**Инструкция к заданию**.
Перескажите в виде краткого списка абзац выбранного отрывка, который начинается словами «Немцы вынуждены были пойти». Сохраните его основные факты.

**Выбранный отрывок**.
Уже через год новгородцы будут безапелляционно изгонять Ярослава и не слушать никаких его разъяснений. А пока мы видим, что горожане молят Ярослава остаться, так как с немцами еще не умирились. Вслед за В.Л. Яниным исследователи обычно воспринимают «сожаления» князя и желание наказать бояр как осуждение внешнеполитической агрессии Новгорода19. Однако это совершенно неверно. Ярослав сам участвовал в отправке войск под Раковор и не мог осуждать новгородцев за начало кампании. Виной новгородских бояр Жирослава Давыдовича, Михаила Мишинича и Елферия Сбыславича было то, что они не продолжили поход после Раковорской битвы, «розъратилися с Немцы», «прервали рать против немцев». Ярослав сожалел, что столько воинов погибло впустую: «мужи мои и братья моя и ваша побита; а вы розъратилися с Немци». За трусость и слабоволие князь хотел наказать новгородских руководителей! Этим разъясняется и желание Ярослава немедленно возобновить кампанию в Северной Эстонии и дойти таки к Ревелю. Он требует выбрать нового тысяцкого по собственной указке — решительного и воинственного. А также приказывает собирать полки во Владимиро-Суздальской земле. К походу привлекаются и монголы:
«Тогда же даша тысячьское Ратибору Клуксовичю по княжи воли. Того же лета, на зиму, князь Ярославъ с новгородци сдумавъ, посла на Низовьскую землю Святъслава полковъ копитъ, и совкупи всех князии и полку бещисла, и приде в Новъгородъ; и бяше ту баскакъ великъ володимирьскыи, именемь Амраганъ, и хотеша ити къ Колываню»20.
Никакого миролюбия в действиях Ярослава не видно. Он рвется в бой и желает отомстить за отступление при Раковоре. Маршрут предлагается тот же — на Ревель. Противниками продолжения войны выступают сами новгородцы. Сначала угроза ухода князя заставляет их согласиться на возобновление войны, но потом они таки склоняют Ярослава к миру. Испуг от агрессивных намерений Ярослава испытали и немцы:
«И уведавше Немци, прислаша послы с молвою: "кланяемся на всеи воли вашеи, Норовы всеи отступаемся, а крови не проливаите"; и тако новгородци, гадавше, взяша миръ на всеи воли своеи. Князь же хоте ити на Корелу, и умолиша и новгородци не ити на Корелу; князь же отсла полкы назадъ»21.
Ярослав до последнего хотел совершить какой бы то ни было поход. Даже пусть на карелов, если уж на Эстонию новгородцы не хотят. Угроза масштабного русско-монгольского вторжения в Северную Эстонию зимой 1268/69 г. был вполне реальной.
Немцы вынуждены были пойти на такие уступки, которые позволили охладить пыл гневного князя. И этим оказывается отказ от «Норовы». Считается, что речь идет об отказе немецкой стороны от дальнейших попыток продвинуть свое влияния на финно-угорские племена за Нарву — на водь, ижору и карелов. Действительно, западные источники позволяют зафиксировать после 1269/1270 г. исчезновение бывших прежде регулярными призывов и деклараций о крещении в католичество води, ижоры и карелов22. Епископ Фридрих Хасельдорф, став Дерптским епископом в 1268 г., вскоре перестал использовать титул епископа Карельского23. Фактически можно говорить, что соглашение 1268/1269 г. оформило и утвердило границу по Нарве — естественный рубеж, оформивший рамки немецкой крестоносной экспансии и русской колонизации в Восточной Прибалтике. С новыми попытками сдвинуть этот ориентир в одну из сторон мы сможем встретиться и в позднейшие времена, но случится это только в следующем столетии и будет уже вопросом не колонизационного освоения, а межгосударственного конфликта.

**Исходные записи**.
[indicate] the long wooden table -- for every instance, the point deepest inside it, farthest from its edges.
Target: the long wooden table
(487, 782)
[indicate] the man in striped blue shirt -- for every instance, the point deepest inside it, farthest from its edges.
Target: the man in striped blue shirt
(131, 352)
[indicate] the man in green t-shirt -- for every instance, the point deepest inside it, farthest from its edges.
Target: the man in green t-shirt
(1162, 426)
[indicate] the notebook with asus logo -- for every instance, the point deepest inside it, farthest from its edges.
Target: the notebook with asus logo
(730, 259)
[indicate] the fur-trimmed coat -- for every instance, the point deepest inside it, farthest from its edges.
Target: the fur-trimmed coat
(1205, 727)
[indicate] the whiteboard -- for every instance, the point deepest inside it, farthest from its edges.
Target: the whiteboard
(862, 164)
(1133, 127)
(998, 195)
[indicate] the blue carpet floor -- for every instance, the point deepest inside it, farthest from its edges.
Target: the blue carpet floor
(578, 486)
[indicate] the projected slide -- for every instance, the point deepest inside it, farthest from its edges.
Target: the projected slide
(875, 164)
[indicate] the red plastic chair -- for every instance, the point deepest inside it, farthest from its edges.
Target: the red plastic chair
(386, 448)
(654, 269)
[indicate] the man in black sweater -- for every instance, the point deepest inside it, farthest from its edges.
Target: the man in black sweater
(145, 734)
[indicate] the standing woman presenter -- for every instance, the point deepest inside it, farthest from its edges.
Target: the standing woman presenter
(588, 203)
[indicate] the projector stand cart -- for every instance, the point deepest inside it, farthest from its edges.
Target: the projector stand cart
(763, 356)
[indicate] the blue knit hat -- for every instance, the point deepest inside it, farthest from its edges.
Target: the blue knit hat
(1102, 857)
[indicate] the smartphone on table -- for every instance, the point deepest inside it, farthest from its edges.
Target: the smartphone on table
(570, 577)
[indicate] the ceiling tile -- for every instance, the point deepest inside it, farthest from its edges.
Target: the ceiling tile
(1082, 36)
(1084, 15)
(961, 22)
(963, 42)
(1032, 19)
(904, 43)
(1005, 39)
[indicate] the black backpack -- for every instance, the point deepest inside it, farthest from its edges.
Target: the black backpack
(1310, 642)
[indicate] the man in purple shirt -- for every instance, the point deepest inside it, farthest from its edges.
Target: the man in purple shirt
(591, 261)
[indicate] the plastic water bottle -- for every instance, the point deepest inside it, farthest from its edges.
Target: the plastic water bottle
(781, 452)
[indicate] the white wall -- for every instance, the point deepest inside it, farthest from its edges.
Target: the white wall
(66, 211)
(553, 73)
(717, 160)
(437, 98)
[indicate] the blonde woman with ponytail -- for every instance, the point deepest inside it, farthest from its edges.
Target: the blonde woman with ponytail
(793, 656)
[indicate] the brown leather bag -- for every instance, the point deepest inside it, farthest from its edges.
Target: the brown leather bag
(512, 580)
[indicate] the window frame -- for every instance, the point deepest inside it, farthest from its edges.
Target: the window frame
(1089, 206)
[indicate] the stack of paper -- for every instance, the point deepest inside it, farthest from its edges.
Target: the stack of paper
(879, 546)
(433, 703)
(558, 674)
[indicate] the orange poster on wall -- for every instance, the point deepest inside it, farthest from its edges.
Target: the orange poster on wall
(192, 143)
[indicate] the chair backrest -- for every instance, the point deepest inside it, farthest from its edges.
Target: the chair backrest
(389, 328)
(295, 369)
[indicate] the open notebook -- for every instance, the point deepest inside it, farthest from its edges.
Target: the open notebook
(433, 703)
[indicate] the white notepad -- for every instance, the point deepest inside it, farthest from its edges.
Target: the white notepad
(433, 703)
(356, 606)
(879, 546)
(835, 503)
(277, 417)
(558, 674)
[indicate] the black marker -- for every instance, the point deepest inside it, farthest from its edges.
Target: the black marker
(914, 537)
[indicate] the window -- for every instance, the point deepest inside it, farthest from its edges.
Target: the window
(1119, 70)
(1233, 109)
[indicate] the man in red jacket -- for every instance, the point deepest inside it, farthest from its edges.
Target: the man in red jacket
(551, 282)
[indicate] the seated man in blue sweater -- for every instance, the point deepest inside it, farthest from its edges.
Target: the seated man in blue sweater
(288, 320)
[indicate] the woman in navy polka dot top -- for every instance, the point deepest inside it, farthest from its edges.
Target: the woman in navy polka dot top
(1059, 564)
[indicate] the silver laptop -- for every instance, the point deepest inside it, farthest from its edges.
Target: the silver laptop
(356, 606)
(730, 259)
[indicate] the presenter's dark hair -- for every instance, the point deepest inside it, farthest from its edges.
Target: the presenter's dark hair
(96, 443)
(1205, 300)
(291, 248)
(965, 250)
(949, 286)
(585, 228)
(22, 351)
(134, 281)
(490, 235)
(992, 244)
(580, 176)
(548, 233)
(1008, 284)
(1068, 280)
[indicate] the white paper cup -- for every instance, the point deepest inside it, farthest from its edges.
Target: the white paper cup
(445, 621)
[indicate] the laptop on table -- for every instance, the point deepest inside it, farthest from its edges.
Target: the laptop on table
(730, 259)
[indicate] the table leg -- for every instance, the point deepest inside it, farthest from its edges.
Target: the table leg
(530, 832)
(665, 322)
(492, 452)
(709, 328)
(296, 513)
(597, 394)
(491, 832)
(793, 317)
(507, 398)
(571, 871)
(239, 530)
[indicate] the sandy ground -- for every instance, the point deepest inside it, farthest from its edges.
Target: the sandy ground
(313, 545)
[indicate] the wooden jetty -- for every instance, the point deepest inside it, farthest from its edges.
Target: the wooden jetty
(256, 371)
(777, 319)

**Решение задания**.
- Немцы пошли на уступки, чтобы охладить пыл разгневанного князя, и отказались от «Норовы».
- Считается, что имеется в виду отказ немецкой стороны от попыток распространить свое влияние за Нарву на водь, ижору и карелов.
- После 1269/1270 г. в западных источниках исчезают прежде регулярные призывы и декларации о крещении води, ижоры и карелов в католичество.
- Фридрих Хасельдорф стал Дерптским епископом в 1268 г. и вскоре перестал использовать титул епископа Карельского.
- Соглашение 1268/1269 г. фактически утвердило границу по Нарве. Этот естественный рубеж определил рамки немецкой крестоносной экспансии и русской колонизации в Восточной Прибалтике.
- Новые попытки сдвинуть эту границу будут предприняты только в следующем столетии. Тогда это станет уже не вопросом колонизационного освоения, а межгосударственным конфликтом.